--- Working data ---

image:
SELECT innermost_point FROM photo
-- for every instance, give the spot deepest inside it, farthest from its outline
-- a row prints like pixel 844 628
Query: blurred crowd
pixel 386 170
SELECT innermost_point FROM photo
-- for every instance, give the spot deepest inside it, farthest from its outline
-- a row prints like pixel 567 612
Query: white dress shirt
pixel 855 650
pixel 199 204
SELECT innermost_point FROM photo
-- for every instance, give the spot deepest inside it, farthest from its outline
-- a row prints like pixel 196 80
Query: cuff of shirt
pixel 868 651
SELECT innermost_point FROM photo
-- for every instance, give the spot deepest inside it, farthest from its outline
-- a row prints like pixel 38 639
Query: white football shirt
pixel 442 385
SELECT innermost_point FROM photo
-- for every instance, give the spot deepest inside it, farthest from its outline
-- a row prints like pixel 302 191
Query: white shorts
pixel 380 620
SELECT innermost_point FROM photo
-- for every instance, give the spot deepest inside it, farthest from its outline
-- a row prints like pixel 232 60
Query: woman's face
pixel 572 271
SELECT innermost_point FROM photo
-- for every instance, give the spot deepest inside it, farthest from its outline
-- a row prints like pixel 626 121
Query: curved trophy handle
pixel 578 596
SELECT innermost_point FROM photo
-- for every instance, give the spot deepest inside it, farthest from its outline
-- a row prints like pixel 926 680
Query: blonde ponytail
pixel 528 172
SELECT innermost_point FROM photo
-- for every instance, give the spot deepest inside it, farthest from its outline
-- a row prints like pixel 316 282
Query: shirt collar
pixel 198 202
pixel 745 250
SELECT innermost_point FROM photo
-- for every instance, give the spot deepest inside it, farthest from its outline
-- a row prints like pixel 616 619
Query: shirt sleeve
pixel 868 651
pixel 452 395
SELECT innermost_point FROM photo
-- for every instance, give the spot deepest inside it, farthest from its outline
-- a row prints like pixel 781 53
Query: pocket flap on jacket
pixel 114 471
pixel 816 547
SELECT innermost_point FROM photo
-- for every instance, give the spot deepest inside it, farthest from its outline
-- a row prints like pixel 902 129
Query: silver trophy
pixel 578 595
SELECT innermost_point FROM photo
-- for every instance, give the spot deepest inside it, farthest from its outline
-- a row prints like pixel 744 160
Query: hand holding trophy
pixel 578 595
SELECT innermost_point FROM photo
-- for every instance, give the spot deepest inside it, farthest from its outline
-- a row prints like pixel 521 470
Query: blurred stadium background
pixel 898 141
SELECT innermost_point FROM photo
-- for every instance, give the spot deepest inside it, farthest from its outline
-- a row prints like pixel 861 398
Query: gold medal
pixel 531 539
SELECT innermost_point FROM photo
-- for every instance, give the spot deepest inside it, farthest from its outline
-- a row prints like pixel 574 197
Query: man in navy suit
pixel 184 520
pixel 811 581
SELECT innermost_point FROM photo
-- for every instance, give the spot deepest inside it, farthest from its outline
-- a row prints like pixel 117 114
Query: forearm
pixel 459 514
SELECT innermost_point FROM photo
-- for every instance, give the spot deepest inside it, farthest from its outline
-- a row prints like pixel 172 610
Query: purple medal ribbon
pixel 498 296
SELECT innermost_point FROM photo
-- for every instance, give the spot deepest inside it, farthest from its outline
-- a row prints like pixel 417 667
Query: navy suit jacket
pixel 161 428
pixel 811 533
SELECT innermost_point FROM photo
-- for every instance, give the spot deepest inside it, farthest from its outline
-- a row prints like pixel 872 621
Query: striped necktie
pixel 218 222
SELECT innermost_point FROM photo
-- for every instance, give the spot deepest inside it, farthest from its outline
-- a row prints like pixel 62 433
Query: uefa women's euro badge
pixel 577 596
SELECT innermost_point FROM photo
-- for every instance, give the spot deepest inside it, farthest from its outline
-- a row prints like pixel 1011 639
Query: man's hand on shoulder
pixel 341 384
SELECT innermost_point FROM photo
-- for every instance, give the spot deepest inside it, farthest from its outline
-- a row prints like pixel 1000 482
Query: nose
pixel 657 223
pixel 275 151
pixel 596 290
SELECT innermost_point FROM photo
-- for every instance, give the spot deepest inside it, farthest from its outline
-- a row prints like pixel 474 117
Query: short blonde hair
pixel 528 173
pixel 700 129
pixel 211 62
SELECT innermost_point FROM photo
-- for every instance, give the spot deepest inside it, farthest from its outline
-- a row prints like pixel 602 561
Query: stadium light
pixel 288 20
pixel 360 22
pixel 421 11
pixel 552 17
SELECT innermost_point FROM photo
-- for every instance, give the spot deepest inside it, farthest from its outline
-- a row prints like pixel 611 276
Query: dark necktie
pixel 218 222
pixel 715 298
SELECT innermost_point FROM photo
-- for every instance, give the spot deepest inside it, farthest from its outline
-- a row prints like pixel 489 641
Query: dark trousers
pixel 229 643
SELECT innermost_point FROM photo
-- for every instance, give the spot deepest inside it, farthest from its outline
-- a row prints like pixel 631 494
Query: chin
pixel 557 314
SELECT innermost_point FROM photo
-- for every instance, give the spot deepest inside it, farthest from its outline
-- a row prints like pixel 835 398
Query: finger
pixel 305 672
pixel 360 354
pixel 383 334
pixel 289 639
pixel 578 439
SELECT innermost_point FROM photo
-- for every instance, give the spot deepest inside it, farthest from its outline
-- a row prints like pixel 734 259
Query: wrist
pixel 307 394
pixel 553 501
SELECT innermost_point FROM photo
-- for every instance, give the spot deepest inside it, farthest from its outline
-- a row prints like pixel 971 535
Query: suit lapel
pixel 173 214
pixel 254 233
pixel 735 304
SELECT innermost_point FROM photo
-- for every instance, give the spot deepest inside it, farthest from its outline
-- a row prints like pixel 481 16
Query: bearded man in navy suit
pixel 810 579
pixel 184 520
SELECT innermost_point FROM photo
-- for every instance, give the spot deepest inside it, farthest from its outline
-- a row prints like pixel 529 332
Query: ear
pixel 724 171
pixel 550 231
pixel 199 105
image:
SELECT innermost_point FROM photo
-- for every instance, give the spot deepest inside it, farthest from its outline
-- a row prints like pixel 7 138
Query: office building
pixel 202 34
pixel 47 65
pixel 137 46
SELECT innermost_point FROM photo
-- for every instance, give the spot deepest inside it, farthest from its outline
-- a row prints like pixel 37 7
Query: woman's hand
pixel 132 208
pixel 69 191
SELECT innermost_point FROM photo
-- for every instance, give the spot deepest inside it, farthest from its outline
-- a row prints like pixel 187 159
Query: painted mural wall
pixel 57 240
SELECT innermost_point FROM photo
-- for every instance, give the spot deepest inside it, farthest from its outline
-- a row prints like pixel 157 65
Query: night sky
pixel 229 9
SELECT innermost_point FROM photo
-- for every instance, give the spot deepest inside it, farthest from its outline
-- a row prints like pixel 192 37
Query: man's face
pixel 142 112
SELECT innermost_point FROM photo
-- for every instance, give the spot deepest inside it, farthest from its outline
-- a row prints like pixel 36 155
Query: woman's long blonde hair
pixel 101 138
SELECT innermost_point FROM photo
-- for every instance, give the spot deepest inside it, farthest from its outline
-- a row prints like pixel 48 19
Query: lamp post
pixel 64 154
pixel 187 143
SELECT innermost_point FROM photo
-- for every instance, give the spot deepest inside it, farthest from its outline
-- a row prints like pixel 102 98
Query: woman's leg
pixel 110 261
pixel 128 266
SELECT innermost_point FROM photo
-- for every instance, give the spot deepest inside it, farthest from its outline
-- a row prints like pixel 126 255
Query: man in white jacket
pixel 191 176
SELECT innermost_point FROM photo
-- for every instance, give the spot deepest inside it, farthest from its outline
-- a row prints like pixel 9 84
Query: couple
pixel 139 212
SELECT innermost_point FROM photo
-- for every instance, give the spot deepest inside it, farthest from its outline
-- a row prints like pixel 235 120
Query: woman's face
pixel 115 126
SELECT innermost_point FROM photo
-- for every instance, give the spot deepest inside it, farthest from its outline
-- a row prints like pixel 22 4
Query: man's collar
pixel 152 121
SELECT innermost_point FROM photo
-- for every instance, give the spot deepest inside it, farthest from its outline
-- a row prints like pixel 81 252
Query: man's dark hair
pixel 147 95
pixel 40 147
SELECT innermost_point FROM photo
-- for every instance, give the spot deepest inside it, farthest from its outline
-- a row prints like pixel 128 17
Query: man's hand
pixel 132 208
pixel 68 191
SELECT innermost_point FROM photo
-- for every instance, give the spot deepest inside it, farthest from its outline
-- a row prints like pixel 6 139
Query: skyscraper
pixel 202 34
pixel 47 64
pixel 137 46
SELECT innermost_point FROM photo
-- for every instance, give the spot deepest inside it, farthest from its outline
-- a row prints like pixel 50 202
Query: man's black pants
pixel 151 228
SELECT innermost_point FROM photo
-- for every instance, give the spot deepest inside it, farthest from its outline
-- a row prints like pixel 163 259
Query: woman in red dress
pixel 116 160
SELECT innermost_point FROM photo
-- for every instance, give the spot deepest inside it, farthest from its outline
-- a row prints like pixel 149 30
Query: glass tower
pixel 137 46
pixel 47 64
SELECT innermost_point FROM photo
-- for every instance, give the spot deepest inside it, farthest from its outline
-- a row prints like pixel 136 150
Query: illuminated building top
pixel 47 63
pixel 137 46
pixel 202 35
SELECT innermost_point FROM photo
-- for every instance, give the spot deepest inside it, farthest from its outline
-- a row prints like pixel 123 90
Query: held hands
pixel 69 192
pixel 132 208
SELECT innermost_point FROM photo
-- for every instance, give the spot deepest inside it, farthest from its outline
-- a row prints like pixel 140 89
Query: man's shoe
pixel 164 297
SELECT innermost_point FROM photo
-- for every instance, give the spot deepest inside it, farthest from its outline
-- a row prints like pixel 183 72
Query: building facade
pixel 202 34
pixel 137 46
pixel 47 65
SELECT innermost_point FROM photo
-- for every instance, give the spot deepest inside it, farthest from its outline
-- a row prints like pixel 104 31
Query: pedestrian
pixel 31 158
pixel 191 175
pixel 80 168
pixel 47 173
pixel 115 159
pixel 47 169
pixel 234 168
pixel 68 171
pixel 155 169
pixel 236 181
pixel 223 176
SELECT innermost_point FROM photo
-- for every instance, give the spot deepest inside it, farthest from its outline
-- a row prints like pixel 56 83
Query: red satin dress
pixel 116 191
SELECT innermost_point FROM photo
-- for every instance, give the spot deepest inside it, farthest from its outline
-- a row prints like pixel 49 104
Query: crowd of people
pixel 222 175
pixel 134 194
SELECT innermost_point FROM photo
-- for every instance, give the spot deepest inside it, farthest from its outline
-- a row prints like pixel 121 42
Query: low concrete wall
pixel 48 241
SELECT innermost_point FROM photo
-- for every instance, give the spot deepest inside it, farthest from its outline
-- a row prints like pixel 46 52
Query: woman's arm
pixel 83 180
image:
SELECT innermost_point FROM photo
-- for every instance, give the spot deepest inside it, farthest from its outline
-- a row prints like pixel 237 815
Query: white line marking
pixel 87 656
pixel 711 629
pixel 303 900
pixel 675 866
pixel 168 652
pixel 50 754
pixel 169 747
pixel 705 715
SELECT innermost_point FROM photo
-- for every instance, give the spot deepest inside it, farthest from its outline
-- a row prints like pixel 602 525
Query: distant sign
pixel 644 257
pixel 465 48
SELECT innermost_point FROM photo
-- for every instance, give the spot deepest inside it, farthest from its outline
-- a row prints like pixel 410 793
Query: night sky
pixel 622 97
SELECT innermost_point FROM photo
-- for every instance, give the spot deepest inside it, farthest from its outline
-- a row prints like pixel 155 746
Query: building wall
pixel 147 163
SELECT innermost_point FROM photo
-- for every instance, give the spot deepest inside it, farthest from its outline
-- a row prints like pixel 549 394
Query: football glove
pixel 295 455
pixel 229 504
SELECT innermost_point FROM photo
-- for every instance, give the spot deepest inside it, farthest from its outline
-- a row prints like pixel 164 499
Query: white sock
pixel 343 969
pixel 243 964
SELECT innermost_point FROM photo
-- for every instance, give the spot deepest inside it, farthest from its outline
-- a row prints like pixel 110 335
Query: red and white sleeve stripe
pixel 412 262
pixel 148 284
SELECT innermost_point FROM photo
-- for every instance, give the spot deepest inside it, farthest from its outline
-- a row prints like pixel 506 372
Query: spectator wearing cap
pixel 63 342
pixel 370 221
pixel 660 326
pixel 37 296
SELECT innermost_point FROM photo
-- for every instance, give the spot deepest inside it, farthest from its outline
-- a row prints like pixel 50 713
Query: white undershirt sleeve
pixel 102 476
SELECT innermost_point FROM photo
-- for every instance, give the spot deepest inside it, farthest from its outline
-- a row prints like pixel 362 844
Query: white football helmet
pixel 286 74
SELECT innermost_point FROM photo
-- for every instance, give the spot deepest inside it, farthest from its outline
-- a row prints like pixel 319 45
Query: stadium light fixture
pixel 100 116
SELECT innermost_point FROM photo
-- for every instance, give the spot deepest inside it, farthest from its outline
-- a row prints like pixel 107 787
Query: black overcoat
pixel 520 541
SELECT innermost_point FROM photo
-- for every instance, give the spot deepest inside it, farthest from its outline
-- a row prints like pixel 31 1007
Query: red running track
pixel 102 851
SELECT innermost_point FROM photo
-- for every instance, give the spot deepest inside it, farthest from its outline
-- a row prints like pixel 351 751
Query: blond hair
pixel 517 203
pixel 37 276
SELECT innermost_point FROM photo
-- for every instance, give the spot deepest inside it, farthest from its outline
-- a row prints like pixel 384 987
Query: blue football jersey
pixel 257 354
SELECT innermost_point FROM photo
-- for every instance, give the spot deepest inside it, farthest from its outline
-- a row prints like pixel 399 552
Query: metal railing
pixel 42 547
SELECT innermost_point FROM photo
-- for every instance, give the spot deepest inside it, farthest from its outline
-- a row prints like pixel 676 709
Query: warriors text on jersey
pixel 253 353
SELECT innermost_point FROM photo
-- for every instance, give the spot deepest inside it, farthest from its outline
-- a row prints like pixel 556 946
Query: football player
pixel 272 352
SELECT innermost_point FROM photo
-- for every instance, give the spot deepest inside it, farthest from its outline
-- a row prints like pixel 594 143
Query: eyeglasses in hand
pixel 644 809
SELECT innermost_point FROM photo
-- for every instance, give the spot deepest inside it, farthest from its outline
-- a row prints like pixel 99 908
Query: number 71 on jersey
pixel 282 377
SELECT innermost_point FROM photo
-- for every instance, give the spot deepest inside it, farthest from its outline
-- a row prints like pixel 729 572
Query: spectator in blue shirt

---

→ **Set exercise**:
Reproduce the records line for line, beginning with the first line of the records and ending after the line that contains "pixel 199 204".

→ **Exercise solution**:
image:
SELECT innermost_point FROM photo
-- for every instance, give the spot deepest inside it, farthest from its outline
-- a row prints like pixel 844 628
Query: blurred crowd
pixel 386 170
SELECT innermost_point FROM photo
-- for every instance, give the spot deepest inside it, farthest from its outline
-- a row prints like pixel 567 612
Query: white dress shirt
pixel 855 650
pixel 199 204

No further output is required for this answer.